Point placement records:
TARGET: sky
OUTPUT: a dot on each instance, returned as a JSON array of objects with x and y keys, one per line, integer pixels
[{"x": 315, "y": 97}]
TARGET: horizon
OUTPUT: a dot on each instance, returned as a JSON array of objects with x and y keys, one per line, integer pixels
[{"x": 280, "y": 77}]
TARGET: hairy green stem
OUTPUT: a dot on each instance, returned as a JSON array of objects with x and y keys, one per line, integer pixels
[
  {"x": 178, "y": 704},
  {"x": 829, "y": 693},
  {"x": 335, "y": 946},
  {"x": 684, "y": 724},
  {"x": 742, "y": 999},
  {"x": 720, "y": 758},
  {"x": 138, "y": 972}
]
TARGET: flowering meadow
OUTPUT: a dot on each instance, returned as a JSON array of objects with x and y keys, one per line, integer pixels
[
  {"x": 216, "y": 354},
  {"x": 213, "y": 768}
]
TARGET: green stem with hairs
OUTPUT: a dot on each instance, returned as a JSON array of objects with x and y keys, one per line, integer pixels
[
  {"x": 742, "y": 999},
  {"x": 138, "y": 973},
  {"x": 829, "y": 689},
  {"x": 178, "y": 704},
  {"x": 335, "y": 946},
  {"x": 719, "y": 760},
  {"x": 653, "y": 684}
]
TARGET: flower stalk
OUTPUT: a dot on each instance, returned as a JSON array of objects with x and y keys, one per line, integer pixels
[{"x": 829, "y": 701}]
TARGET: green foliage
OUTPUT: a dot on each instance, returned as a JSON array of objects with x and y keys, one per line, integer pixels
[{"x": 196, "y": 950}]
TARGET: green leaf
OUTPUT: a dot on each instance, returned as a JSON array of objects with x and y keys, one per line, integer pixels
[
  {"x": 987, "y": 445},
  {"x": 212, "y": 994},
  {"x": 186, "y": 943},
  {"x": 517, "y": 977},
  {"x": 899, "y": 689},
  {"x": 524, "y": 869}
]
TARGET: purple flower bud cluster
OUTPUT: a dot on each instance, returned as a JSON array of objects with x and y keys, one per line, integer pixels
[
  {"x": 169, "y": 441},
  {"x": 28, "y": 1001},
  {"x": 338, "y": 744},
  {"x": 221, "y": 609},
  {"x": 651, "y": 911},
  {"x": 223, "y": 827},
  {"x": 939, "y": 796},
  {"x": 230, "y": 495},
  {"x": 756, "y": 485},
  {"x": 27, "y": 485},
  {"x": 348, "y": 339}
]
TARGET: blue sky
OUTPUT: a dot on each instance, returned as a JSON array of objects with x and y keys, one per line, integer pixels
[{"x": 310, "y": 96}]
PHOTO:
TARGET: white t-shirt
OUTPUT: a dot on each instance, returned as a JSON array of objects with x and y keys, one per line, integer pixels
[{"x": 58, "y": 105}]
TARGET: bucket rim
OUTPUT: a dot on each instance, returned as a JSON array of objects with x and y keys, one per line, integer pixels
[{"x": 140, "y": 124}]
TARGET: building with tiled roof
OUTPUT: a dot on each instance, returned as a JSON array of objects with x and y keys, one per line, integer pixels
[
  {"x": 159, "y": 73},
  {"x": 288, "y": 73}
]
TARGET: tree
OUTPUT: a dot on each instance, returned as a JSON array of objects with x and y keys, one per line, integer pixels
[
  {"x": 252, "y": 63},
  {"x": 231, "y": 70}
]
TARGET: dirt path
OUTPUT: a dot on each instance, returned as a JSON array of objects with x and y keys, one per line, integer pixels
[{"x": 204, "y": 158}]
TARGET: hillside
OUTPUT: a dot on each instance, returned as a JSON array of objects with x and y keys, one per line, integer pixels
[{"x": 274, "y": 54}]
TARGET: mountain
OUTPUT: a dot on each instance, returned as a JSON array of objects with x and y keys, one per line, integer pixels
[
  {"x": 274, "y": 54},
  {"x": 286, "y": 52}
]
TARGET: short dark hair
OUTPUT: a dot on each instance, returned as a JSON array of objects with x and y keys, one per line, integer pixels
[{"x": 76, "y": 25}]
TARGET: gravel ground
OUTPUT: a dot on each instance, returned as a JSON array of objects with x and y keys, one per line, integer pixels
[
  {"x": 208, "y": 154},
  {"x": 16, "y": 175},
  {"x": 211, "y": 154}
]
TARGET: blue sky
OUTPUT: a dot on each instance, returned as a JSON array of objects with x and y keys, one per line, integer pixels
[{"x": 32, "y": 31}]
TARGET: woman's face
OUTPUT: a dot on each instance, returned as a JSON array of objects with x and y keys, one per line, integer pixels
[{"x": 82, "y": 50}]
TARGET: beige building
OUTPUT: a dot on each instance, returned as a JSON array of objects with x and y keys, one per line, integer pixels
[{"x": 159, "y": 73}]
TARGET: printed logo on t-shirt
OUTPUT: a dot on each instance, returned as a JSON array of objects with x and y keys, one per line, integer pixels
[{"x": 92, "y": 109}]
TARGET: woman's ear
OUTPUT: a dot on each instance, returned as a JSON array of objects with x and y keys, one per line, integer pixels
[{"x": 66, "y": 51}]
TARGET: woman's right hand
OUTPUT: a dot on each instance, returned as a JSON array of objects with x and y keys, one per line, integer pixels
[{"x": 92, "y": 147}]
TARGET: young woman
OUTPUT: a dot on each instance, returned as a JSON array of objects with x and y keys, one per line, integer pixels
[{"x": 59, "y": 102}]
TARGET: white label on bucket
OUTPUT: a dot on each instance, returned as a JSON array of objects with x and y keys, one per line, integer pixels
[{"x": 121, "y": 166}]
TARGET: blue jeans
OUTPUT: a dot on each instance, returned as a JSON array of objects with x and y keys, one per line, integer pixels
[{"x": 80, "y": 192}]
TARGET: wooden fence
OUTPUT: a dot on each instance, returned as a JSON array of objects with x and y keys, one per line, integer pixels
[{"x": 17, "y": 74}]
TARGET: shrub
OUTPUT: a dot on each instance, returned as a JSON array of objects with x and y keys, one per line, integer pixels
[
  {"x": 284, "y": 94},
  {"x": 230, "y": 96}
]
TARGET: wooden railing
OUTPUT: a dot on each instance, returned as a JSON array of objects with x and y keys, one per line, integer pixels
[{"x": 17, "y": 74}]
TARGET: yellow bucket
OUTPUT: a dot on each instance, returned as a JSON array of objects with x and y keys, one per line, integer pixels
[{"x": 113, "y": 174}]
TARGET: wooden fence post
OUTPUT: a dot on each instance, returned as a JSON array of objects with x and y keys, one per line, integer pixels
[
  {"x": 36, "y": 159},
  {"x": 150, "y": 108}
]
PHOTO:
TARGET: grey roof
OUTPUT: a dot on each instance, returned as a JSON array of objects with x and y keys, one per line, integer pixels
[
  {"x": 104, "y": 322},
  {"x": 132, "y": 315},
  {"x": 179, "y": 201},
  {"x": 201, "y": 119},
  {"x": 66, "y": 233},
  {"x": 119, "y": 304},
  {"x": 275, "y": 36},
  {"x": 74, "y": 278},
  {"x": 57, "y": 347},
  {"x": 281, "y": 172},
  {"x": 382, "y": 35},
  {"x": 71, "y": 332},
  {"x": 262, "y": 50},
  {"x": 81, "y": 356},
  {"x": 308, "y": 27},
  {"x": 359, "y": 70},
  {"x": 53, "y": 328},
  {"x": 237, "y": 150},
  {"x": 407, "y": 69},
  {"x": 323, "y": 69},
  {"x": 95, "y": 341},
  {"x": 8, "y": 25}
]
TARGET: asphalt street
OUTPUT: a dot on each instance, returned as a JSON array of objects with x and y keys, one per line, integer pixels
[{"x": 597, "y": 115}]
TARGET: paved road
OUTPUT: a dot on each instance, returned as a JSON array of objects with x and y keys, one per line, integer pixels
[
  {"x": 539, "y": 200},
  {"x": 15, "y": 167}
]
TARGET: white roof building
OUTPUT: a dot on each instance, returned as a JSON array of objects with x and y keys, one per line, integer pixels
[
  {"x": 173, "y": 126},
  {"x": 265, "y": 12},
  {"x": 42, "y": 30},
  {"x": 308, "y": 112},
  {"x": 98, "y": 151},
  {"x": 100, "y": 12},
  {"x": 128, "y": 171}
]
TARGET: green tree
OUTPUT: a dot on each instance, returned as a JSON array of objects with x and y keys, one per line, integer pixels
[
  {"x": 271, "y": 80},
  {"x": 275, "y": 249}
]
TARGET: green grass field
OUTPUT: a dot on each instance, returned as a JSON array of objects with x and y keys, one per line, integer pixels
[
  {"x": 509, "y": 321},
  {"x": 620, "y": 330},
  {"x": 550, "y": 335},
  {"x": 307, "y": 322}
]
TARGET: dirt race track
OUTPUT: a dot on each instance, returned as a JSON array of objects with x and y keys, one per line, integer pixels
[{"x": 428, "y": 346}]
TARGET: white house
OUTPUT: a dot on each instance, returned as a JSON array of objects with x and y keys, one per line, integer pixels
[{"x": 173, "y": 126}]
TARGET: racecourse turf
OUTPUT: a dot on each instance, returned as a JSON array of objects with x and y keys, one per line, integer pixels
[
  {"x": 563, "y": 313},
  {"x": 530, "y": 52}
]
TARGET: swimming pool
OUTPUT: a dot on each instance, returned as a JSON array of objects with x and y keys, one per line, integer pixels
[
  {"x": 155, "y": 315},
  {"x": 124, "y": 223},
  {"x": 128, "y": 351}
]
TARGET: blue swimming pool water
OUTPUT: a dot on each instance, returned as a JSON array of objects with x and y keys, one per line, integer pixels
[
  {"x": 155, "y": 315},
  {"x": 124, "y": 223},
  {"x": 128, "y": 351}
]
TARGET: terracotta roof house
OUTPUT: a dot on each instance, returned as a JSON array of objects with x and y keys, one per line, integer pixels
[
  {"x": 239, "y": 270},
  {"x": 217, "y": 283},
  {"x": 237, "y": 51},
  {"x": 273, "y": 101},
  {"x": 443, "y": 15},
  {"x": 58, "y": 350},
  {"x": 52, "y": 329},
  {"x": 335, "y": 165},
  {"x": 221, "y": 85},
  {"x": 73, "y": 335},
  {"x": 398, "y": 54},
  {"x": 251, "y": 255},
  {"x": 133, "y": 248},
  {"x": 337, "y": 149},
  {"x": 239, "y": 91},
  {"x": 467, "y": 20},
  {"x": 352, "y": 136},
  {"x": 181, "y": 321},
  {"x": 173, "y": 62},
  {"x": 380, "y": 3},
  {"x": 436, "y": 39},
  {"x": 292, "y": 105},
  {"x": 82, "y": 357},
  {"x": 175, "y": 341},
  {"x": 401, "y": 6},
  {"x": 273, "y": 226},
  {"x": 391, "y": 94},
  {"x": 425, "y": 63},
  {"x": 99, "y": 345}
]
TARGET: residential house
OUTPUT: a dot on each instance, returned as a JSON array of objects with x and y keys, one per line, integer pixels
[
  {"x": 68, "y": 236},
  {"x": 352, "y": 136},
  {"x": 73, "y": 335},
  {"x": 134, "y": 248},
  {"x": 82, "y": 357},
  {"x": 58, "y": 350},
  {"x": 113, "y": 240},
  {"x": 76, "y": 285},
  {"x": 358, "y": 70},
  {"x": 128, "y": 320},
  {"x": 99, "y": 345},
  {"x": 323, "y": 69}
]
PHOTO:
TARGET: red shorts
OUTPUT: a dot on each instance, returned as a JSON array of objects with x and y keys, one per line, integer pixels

## SET PROBLEM
Reproduce, exactly and with nothing added, the lines from the one that includes "TARGET: white house" through the last line of the material.

## TASK OUTPUT
TARGET: white house
OUTPUT: a dot on each instance, returned as a JSON array of objects with x and y keys, one per line, integer pixels
[{"x": 173, "y": 126}]
TARGET: racecourse turf
OUTPUT: a dot on each instance, returned as a JSON array of objects with x and y keys, one per line, integer pixels
[
  {"x": 563, "y": 313},
  {"x": 530, "y": 52}
]
TARGET: swimming pool
OUTPUT: a dot on each instance, returned as a JSON array of objects with x and y keys, one per line, integer pixels
[
  {"x": 155, "y": 315},
  {"x": 124, "y": 223},
  {"x": 128, "y": 351}
]
TARGET: blue swimming pool water
OUTPUT: a dot on each instance, returned as a JSON array of objects with x and y keys, one per line, integer pixels
[
  {"x": 155, "y": 315},
  {"x": 124, "y": 223},
  {"x": 128, "y": 351}
]
TARGET: terracotta roof house
OUTPUT: a dot on each instance, returned as a JSON array of objects with x and y keys, one per line, integer pixels
[
  {"x": 239, "y": 270},
  {"x": 217, "y": 283},
  {"x": 237, "y": 51},
  {"x": 273, "y": 101},
  {"x": 443, "y": 15},
  {"x": 58, "y": 350},
  {"x": 52, "y": 329},
  {"x": 335, "y": 165},
  {"x": 221, "y": 85},
  {"x": 73, "y": 335},
  {"x": 398, "y": 54},
  {"x": 251, "y": 255},
  {"x": 133, "y": 248},
  {"x": 337, "y": 149},
  {"x": 239, "y": 91},
  {"x": 467, "y": 20},
  {"x": 352, "y": 136},
  {"x": 181, "y": 321},
  {"x": 173, "y": 62},
  {"x": 380, "y": 3},
  {"x": 436, "y": 39},
  {"x": 292, "y": 105},
  {"x": 82, "y": 357},
  {"x": 175, "y": 341},
  {"x": 401, "y": 6},
  {"x": 273, "y": 226},
  {"x": 391, "y": 94},
  {"x": 425, "y": 63},
  {"x": 99, "y": 345}
]
TARGET: residential house
OUTPUT: a dot on each instance, returned as a JSON array of objects with x and y keys, one per line, integer pixels
[
  {"x": 68, "y": 236},
  {"x": 352, "y": 136},
  {"x": 73, "y": 335},
  {"x": 134, "y": 248},
  {"x": 82, "y": 357},
  {"x": 58, "y": 350},
  {"x": 113, "y": 240},
  {"x": 76, "y": 285},
  {"x": 358, "y": 70},
  {"x": 128, "y": 320},
  {"x": 99, "y": 345},
  {"x": 323, "y": 69}
]
PHOTO:
TARGET: red shorts
OUTPUT: a dot on each instance, returned as a JSON array of objects with x and y keys, one per line, integer pixels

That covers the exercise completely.